# [Directions]
Retype every one of the following rows line for line, changing nothing, and leave the pictures out of your answer.

* start *

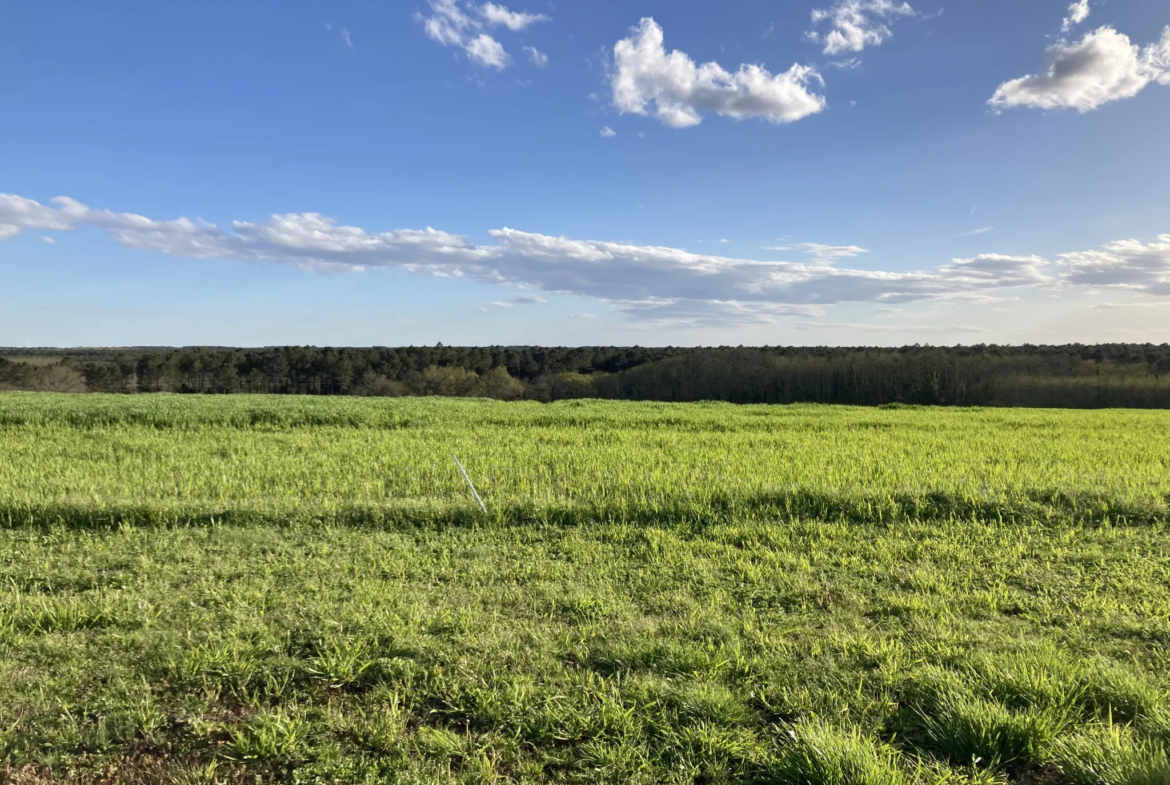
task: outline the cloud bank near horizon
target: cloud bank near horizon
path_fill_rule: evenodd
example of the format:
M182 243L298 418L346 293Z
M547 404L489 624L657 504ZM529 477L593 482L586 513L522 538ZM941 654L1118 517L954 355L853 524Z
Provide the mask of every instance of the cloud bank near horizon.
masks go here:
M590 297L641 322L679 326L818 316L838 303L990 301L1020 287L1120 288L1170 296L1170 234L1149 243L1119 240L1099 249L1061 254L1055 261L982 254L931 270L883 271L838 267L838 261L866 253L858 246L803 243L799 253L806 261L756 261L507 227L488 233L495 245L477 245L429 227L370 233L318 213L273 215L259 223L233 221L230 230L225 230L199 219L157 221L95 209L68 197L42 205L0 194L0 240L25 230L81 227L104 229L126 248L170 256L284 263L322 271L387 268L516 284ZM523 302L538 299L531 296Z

* end *

# [The output]
task: outline the cloud bank near horizon
target: cloud bank near horizon
path_fill_rule: evenodd
example of the format:
M182 243L298 418L346 293Z
M547 404L489 624L657 504ZM529 477L593 482L586 513L522 538ZM941 654L1118 517L954 355L853 524Z
Provide the mask of every instance of the cloud bank near horizon.
masks go here:
M590 297L641 322L679 326L818 316L838 303L990 301L1020 287L1120 288L1170 296L1170 234L1149 243L1119 240L1099 249L1061 254L1055 261L982 254L931 270L883 271L838 267L838 261L866 253L858 246L803 243L799 253L806 261L756 261L507 227L488 233L495 245L477 245L429 227L370 233L318 213L273 215L259 223L233 221L230 230L225 230L199 219L157 221L95 209L68 197L42 205L0 194L0 240L25 230L81 227L104 229L126 248L170 256L284 263L322 271L387 268L516 284ZM523 302L538 299L531 296Z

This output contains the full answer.